Part of a data file:
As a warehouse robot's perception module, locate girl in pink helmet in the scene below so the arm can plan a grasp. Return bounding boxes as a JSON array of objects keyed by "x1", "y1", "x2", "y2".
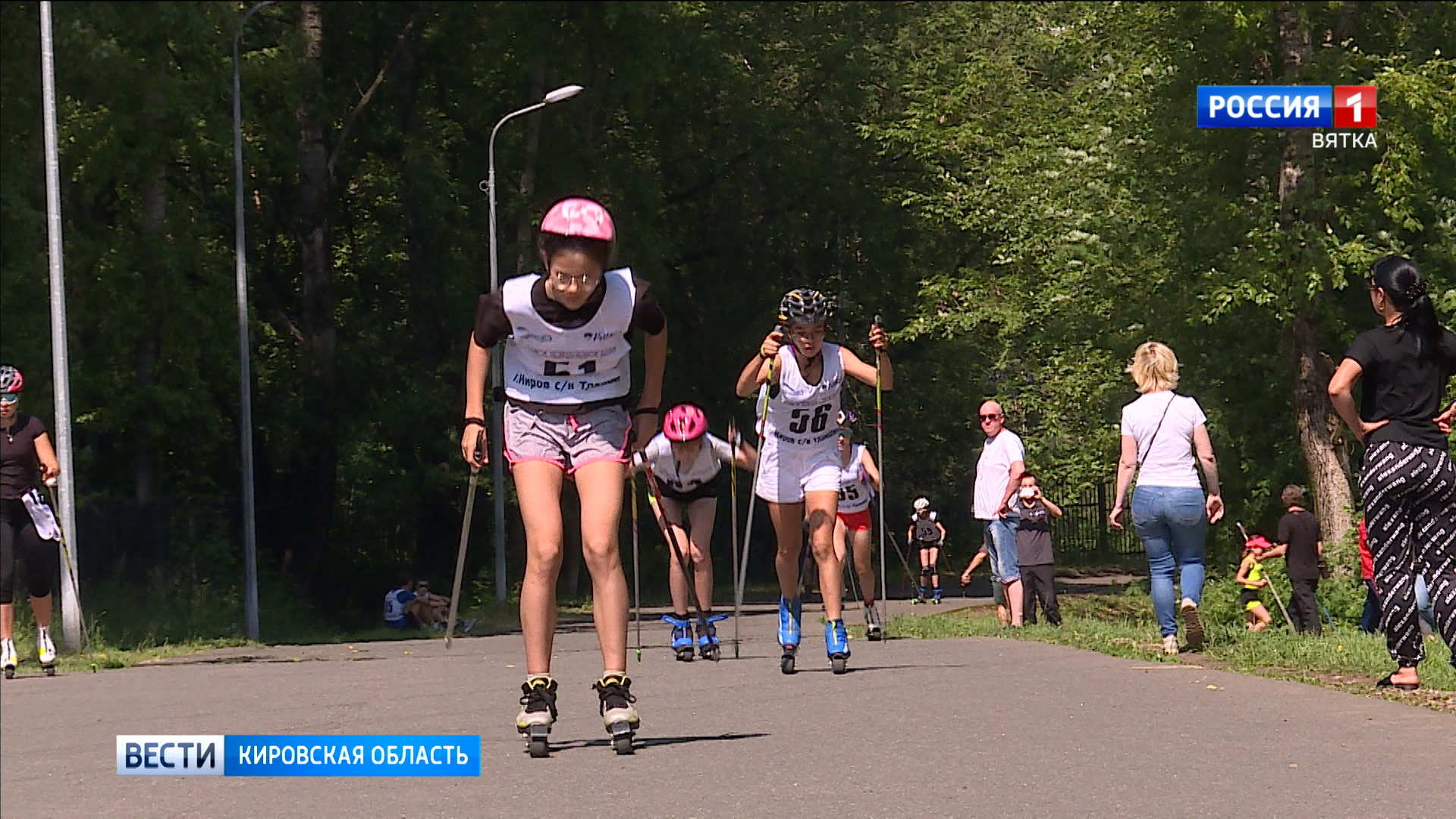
[
  {"x1": 460, "y1": 198, "x2": 667, "y2": 754},
  {"x1": 639, "y1": 403, "x2": 758, "y2": 661}
]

■ **Exercise prompt**
Can you put the listing above into a Markdown table with the columns Row and Line, one numbered row per nonblank line, leaving out the pictures?

■ **Solution to this problem**
| Row | Line |
|---|---|
| 1 | As a warehouse robot's perception module, locate girl in pink helmet in the scene below so the arm can plan a grasp. Return bounding boxes as a JSON array of objects keyed by "x1", "y1", "x2", "y2". |
| 2 | [ |
| 3 |   {"x1": 460, "y1": 198, "x2": 667, "y2": 754}, |
| 4 |   {"x1": 639, "y1": 403, "x2": 758, "y2": 661} |
| 5 | ] |